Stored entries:
++++++++++
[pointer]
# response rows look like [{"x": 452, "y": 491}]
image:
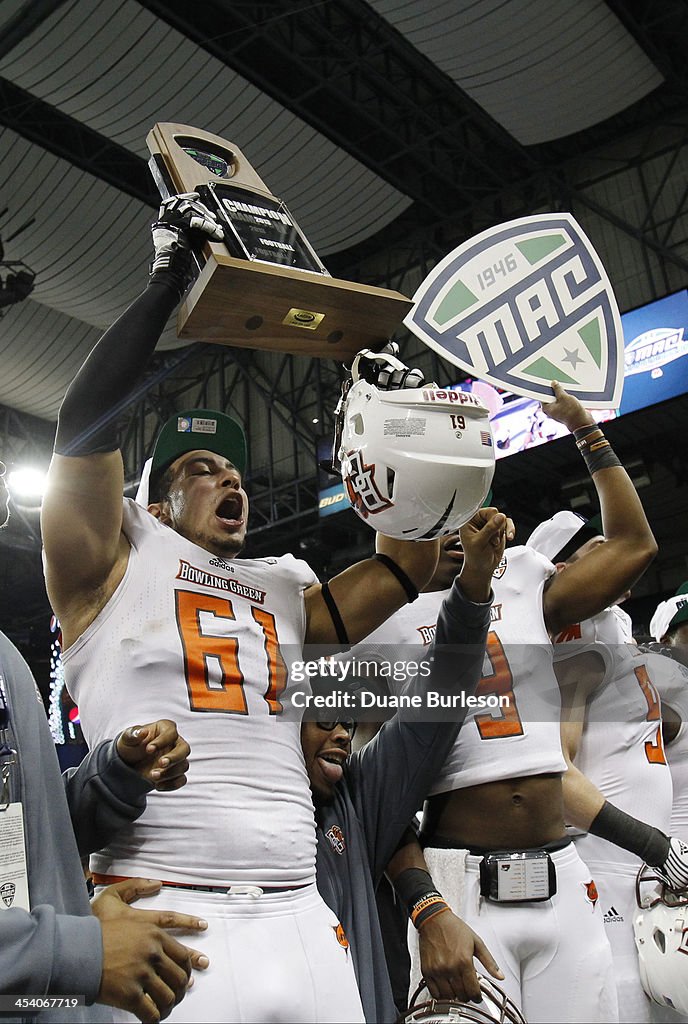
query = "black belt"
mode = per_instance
++++++++++
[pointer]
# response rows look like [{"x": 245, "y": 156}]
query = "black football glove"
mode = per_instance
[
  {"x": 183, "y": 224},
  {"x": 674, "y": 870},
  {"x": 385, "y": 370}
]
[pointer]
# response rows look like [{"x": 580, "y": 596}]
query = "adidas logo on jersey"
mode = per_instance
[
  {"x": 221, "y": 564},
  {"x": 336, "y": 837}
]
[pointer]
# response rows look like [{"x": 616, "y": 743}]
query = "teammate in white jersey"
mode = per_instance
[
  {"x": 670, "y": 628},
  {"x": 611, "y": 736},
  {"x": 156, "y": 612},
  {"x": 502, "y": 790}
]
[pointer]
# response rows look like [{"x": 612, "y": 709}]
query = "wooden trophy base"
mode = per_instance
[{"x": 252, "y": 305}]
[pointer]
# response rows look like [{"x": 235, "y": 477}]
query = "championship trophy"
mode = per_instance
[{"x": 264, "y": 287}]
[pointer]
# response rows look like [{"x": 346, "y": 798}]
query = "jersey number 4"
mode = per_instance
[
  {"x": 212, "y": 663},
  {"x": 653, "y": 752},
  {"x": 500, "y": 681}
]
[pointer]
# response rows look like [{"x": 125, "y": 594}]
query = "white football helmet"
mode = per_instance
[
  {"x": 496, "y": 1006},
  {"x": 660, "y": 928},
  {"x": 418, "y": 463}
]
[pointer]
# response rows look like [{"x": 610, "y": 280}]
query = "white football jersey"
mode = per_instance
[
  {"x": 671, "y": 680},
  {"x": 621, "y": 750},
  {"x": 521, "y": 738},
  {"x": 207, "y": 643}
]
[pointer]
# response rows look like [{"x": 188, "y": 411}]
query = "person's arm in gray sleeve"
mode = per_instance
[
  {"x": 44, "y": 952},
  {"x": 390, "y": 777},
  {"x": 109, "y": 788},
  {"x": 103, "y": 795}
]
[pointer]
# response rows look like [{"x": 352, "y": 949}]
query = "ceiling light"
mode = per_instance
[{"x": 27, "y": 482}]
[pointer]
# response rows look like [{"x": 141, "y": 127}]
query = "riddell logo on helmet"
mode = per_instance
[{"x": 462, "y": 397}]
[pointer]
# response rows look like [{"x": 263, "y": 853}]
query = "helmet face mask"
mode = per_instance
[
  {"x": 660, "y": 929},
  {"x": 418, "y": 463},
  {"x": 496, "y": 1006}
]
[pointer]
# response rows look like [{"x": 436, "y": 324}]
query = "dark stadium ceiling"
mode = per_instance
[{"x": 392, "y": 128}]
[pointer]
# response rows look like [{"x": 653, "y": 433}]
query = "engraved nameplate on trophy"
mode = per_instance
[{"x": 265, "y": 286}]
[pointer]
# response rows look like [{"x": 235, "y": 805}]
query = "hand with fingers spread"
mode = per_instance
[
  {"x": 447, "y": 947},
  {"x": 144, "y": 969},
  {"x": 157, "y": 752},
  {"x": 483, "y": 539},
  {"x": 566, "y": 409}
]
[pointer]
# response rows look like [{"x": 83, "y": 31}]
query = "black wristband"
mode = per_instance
++++++++++
◆ THE PROBLEM ◆
How many lines in the stored entries above contain the word "football"? Reply with the number alone.

◆ TASK SOLUTION ◆
3